• _TRECHO PARA LEITURA_

<<<<

Imagem ilustrativa
A cidade de Nazaré do Piauí orgulha-se em ter a
escrava Esperança Garcia como referência nacional. O dia 20 de novembro é tido como
o Dia da Consciência Negra, sendo que o certo seria 6 de setembro. Cuja data
foi escrita a carta da escrava direcionada ao Governador do Piauí.
Esperança Garcia viveu na região entre Oeiras e
Floriano na fazenda de Algodões, a mais ou menos 300 km de Teresina, essa
fazenda juntamente a outras dezenas de estâncias pertenciam à inspeção de
Nazaré, (Comunidade Algodões) onde é hoje o município de Nazaré do Piauí.
Apesar de sua importância histórica, não se sabe quase nada sobre sua vida,
esse descaso da sociedade é conseqüência principalmente de sua condição de
negra escravizada. Porém ela se destaca por ter sido corajosa a ponto de
escrever uma carta ao governador do Piauí, Gonçalo Lourenço Botelho de Castro,
denunciando os maus tratos sofridos por ela, seus filhos e companheiras. A
carta é datada de 06 de setembro de 1770.

>>>>

• _ENUNCIADO_
Repita na íntegra, sem nenhuma alteração, o trecho sobre Esperança Garcia. Os itens não são necessários.

• _LINHAS_
<<<<

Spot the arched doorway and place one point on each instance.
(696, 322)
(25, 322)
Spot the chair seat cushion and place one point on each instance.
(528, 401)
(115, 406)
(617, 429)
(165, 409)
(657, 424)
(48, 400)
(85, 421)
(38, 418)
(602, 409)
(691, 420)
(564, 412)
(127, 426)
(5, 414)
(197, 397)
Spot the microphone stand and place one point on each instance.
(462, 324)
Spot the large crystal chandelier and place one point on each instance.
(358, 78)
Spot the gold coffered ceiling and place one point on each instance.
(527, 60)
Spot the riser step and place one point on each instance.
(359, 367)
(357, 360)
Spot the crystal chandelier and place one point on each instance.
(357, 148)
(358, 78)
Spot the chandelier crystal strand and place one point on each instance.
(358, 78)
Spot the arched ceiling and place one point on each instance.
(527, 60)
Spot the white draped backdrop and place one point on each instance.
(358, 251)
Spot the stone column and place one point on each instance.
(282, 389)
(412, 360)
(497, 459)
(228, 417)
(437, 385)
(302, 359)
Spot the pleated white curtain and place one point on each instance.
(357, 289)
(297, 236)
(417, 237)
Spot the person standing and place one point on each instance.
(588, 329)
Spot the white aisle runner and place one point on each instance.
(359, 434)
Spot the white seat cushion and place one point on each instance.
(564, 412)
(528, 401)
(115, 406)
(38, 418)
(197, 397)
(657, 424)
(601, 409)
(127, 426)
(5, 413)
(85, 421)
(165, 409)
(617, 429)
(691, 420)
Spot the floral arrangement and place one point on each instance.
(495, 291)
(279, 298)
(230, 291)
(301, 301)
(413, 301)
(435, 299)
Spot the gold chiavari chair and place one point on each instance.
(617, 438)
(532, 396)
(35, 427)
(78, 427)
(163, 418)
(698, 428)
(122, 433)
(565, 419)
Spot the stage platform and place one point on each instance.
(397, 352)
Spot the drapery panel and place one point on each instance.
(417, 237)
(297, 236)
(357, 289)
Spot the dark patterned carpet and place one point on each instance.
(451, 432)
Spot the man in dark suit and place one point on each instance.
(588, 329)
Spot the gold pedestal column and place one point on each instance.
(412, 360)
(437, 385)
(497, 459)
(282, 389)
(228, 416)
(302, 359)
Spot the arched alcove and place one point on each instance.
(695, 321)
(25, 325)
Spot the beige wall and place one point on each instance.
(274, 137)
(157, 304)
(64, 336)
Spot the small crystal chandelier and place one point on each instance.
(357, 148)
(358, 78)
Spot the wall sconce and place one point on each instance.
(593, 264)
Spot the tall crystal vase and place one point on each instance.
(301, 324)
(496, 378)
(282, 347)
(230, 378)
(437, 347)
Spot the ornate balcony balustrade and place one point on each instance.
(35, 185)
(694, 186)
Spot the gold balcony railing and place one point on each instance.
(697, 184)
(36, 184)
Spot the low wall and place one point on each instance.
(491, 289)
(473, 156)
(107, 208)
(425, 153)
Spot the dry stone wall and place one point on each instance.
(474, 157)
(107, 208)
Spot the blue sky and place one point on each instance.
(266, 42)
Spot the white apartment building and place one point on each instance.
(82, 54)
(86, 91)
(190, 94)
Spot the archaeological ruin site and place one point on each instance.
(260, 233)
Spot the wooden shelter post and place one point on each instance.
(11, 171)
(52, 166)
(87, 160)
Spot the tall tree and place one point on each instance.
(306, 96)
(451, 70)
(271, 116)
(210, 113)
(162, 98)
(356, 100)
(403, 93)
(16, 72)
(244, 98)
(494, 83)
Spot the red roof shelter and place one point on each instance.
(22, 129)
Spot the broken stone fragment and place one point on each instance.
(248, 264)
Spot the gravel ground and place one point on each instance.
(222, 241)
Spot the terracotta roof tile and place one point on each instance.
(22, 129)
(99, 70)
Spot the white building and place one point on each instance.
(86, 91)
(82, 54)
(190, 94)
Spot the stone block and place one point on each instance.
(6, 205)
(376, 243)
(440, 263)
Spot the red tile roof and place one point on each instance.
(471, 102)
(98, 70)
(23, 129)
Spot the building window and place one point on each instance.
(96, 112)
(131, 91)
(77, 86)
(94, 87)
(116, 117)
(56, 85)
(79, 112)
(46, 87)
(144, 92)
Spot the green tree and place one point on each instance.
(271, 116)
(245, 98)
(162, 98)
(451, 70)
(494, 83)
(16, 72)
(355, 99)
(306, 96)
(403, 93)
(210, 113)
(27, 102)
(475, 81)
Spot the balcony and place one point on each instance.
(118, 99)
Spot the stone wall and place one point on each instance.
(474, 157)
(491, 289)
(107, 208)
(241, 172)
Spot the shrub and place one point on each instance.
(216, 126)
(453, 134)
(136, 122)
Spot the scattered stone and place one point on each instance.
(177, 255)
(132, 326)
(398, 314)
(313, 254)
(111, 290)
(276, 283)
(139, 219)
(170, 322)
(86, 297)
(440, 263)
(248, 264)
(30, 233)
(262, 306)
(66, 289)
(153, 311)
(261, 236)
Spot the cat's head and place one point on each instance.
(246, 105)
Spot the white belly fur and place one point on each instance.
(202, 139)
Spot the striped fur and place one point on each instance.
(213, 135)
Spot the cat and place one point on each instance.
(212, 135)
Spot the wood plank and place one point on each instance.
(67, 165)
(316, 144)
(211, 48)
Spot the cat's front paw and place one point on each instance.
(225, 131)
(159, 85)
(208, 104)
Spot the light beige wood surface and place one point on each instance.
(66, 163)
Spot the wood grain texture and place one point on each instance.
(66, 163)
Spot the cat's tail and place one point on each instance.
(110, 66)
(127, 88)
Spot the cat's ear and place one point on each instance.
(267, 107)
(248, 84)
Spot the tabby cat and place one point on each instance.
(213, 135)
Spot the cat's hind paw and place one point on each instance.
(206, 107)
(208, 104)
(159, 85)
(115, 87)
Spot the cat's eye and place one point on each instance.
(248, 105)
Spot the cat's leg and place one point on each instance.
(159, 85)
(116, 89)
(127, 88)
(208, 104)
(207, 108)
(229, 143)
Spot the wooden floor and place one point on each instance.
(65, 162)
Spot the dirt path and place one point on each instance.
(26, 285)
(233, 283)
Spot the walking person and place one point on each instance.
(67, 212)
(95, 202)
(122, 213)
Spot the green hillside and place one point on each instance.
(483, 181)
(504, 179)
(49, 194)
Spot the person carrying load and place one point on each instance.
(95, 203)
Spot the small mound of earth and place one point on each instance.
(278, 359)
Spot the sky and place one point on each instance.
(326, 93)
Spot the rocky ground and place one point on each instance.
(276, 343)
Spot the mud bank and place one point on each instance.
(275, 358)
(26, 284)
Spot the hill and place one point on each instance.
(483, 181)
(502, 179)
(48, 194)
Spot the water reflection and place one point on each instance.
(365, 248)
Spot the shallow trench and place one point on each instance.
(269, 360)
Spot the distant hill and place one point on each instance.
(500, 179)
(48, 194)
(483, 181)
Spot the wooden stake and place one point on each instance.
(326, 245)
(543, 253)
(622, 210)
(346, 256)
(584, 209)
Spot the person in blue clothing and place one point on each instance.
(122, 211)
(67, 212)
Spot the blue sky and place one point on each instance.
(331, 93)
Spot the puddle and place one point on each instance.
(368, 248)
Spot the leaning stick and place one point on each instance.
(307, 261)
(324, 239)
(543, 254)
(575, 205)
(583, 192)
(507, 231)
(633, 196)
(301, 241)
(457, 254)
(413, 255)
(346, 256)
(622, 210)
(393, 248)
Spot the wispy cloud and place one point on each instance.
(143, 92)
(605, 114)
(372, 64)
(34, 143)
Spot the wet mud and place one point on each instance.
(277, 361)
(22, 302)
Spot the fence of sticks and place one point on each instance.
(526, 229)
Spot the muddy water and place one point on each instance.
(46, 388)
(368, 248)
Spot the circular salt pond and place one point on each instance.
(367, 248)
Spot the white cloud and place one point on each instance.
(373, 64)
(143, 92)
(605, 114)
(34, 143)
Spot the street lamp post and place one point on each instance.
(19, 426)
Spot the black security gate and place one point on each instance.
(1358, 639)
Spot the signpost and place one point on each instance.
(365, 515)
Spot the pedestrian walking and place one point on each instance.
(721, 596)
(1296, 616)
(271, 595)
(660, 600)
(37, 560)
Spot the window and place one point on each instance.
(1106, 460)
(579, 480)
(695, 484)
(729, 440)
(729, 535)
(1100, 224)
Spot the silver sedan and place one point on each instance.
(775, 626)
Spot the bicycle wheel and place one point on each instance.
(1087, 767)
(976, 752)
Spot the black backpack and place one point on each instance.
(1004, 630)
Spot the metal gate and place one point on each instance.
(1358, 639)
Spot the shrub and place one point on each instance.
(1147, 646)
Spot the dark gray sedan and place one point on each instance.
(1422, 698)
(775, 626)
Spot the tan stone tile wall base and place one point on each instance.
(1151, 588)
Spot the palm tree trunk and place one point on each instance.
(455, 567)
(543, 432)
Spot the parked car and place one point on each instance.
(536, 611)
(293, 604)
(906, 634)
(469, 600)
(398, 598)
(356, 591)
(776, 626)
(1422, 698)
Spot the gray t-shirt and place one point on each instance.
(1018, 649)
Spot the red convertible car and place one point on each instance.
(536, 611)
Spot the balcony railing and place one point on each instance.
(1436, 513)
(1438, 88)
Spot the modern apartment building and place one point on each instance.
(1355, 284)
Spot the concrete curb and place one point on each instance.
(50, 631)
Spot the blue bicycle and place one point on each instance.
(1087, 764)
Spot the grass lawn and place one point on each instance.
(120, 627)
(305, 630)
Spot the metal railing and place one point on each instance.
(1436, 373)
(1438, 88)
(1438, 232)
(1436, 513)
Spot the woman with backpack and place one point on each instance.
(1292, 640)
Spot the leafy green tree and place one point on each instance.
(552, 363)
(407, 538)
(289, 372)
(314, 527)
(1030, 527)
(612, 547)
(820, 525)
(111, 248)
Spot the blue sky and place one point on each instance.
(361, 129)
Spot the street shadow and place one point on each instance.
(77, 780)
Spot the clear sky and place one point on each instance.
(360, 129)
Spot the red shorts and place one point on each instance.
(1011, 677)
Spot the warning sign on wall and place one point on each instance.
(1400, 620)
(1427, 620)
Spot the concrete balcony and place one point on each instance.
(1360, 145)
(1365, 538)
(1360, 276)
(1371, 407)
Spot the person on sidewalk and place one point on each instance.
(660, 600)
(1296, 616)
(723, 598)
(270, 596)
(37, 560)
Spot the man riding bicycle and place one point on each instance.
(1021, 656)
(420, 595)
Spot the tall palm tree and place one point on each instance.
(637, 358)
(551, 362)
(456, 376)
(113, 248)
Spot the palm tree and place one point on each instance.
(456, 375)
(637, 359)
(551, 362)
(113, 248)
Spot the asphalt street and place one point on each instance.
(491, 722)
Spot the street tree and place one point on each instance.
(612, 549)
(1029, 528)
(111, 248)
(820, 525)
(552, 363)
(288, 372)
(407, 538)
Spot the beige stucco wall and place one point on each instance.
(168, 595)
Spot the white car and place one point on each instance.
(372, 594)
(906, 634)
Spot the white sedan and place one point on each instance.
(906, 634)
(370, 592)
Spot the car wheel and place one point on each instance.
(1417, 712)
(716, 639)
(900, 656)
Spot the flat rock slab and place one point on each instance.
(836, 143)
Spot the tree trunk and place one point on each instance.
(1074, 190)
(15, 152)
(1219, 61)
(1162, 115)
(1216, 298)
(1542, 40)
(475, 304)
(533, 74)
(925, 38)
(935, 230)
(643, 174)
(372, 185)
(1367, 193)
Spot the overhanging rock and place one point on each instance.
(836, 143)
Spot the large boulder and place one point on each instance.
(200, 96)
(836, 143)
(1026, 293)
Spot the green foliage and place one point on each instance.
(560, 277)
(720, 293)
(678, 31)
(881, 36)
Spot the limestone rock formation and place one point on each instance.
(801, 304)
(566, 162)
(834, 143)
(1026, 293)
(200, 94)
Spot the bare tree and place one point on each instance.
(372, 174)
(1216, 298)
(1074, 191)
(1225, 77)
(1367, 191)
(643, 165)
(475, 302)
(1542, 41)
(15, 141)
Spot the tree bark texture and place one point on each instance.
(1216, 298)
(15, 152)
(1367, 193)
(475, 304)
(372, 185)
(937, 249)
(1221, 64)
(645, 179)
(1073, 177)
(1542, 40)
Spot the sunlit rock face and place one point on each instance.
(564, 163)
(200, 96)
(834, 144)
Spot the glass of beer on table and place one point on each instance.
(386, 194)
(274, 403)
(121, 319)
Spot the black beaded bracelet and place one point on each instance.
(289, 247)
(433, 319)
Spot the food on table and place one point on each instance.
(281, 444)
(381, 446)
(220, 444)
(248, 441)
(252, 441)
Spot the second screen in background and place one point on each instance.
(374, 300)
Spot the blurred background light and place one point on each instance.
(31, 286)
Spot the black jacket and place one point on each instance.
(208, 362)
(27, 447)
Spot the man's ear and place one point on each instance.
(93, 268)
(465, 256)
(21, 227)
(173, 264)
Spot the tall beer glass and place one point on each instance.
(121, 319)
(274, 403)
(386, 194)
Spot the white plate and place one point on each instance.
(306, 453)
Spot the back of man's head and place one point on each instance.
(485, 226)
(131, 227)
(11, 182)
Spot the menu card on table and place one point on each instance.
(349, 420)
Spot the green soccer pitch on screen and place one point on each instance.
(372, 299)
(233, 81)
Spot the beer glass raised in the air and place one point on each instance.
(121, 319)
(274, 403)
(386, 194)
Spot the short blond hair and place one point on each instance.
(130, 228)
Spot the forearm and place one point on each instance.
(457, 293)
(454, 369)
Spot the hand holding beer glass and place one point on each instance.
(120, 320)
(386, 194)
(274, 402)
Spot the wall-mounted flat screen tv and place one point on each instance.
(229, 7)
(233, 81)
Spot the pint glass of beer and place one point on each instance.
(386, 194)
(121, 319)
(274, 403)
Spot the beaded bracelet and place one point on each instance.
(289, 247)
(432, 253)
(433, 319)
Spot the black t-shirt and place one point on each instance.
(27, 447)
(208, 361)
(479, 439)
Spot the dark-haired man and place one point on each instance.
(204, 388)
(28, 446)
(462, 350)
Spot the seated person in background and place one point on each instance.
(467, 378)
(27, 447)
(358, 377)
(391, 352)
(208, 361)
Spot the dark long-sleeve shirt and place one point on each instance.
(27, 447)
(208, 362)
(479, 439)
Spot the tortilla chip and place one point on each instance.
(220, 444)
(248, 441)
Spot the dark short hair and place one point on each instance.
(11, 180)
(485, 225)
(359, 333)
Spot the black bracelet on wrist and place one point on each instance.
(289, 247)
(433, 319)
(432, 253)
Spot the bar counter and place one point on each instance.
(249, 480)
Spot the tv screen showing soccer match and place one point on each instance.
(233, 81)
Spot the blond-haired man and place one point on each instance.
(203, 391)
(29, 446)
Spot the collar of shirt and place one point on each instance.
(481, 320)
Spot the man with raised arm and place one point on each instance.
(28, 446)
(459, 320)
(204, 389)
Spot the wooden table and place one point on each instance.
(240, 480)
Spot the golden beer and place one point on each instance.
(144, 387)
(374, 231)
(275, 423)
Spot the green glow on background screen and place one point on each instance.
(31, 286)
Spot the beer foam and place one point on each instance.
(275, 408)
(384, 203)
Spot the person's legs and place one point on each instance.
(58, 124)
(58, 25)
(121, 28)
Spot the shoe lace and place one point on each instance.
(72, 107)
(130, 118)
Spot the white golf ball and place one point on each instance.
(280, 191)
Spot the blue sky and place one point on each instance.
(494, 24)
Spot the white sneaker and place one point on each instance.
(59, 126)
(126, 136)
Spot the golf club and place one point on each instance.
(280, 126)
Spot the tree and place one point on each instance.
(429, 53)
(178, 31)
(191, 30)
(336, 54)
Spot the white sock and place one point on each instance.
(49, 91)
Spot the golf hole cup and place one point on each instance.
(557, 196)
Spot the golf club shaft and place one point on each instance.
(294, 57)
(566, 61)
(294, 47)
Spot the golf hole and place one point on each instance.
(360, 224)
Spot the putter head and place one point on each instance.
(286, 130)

>>>>

• _RESOLUÇÃO DA TAREFA_
Imagem ilustrativa
A cidade de Nazaré do Piauí orgulha-se em ter a
escrava Esperança Garcia como referência nacional. O dia 20 de novembro é tido como
o Dia da Consciência Negra, sendo que o certo seria 6 de setembro. Cuja data
foi escrita a carta da escrava direcionada ao Governador do Piauí.
Esperança Garcia viveu na região entre Oeiras e
Floriano na fazenda de Algodões, a mais ou menos 300 km de Teresina, essa
fazenda juntamente a outras dezenas de estâncias pertenciam à inspeção de
Nazaré, (Comunidade Algodões) onde é hoje o município de Nazaré do Piauí.
Apesar de sua importância histórica, não se sabe quase nada sobre sua vida,
esse descaso da sociedade é conseqüência principalmente de sua condição de
negra escravizada. Porém ela se destaca por ter sido corajosa a ponto de
escrever uma carta ao governador do Piauí, Gonçalo Lourenço Botelho de Castro,
denunciando os maus tratos sofridos por ela, seus filhos e companheiras. A
carta é datada de 06 de setembro de 1770.